** Goal of the exercise **
Lay out the lines of the rows below as a numbered list, from the first line of the rows through the line with "M495 0L479 13L496", both included. Skip blank lines and leave the pictures out.
━━━ Dataset records ━━━
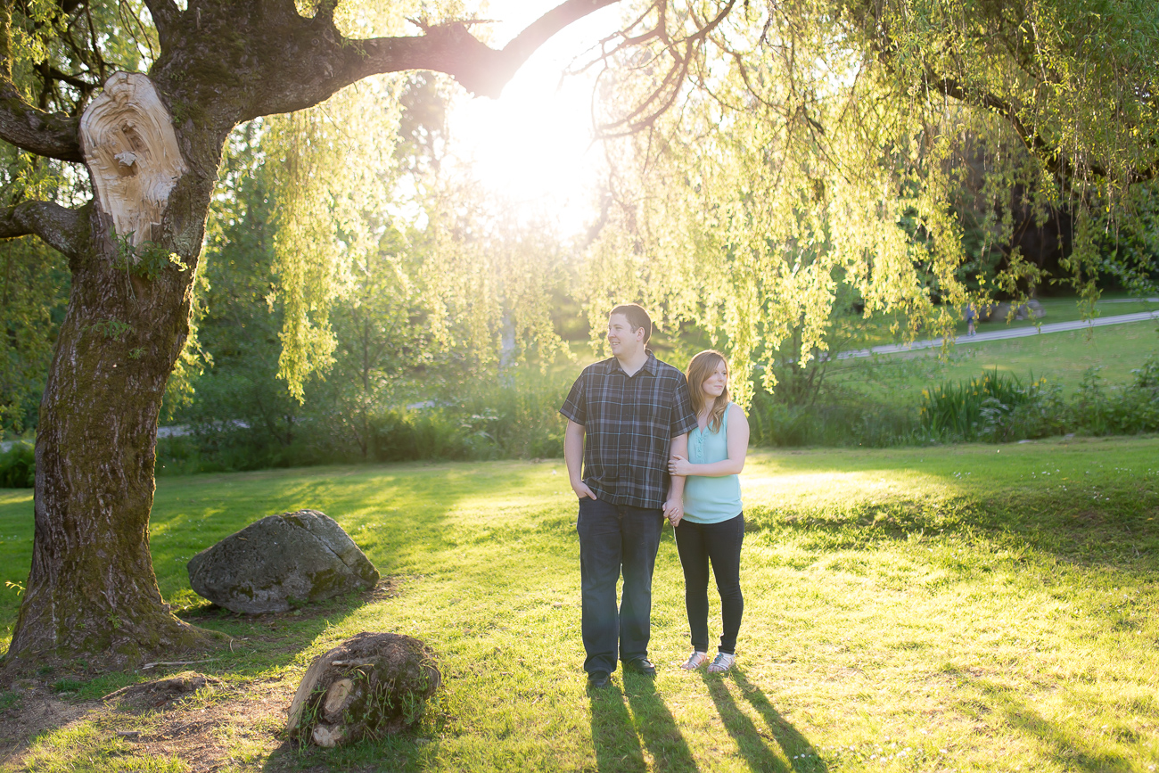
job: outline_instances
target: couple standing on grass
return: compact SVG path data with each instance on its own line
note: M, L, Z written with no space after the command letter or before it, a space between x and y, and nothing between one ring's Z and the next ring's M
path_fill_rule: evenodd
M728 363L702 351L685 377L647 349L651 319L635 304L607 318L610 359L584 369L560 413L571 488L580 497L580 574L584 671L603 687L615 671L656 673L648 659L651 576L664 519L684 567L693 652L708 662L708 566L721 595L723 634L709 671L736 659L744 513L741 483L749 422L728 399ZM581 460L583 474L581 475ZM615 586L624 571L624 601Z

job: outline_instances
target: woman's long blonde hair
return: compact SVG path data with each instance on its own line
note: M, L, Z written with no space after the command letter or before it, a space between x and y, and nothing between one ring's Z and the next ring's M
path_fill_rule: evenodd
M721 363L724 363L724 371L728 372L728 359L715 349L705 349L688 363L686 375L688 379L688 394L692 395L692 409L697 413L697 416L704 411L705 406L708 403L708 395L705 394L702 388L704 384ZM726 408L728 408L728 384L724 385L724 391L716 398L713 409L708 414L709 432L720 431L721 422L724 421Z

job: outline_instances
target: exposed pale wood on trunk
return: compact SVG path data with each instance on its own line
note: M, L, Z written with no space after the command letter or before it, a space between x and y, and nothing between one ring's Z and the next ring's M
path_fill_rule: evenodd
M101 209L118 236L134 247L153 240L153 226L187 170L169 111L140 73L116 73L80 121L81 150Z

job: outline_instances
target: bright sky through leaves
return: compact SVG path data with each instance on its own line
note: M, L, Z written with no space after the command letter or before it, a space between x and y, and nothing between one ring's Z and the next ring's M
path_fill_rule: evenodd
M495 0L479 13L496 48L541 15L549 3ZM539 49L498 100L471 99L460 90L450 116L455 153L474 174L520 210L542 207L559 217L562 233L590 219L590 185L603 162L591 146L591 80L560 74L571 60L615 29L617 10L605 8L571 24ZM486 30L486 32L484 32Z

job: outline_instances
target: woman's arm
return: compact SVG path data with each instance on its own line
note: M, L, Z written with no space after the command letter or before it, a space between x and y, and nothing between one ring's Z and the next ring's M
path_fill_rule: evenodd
━━━
** Worked answer **
1. job: outline_instances
2. target: couple standing on grass
3. return: compact SVG path data with each instance on its own line
4. note: M, L, Z written with no space after the command letter or before it, a space between x and y, and nothing between one ring's Z and the next ring's M
5. path_fill_rule: evenodd
6. M728 363L702 351L685 377L647 349L651 319L635 304L607 318L610 359L584 369L560 413L571 488L580 497L580 574L584 671L603 687L615 671L656 673L648 659L651 576L664 519L684 567L693 652L708 662L708 566L721 595L723 634L709 671L736 659L744 513L741 483L749 422L728 399ZM581 460L583 474L581 475ZM615 586L624 571L624 601Z
7. job: outline_instances
8. target: woman's long blonde hair
9. return: compact SVG path data with each instance on its own line
10. note: M, L, Z written with no space after the command letter or before it, a space between x and y, and nothing between one ring's Z and the next ring's M
11. path_fill_rule: evenodd
12. M721 363L724 363L724 371L728 372L728 359L715 349L705 349L688 363L686 375L688 379L688 394L692 395L692 409L697 413L697 416L704 411L705 406L708 403L708 395L705 394L702 388L704 384ZM726 408L728 408L728 384L724 385L724 391L716 398L713 409L708 414L709 432L720 431L721 422L724 421Z
13. job: outline_instances
14. target: exposed pale wood on trunk
15. return: compact SVG path data with each instance on its own line
16. note: M, L, Z written with no space after the command letter or before it, a space between x and y, and nothing between one ring's Z and the next ring's M
17. path_fill_rule: evenodd
18. M101 209L118 236L134 247L153 240L153 226L187 170L169 111L140 73L116 73L80 121L81 150Z
19. job: outline_instances
20. target: bright sky through leaves
21. return: compact SVG path data with each instance on its own line
22. note: M, L, Z written with no space after the command letter or before it, a space between x and y, and nothing between one ring's Z and the next ring's M
23. path_fill_rule: evenodd
24. M495 0L479 13L496 48L541 15L549 3ZM539 49L498 100L471 99L460 90L450 116L455 153L474 174L520 210L542 207L559 217L562 233L590 219L590 185L603 162L591 146L591 80L560 74L571 60L615 29L617 10L605 8L571 24ZM486 30L486 32L484 32Z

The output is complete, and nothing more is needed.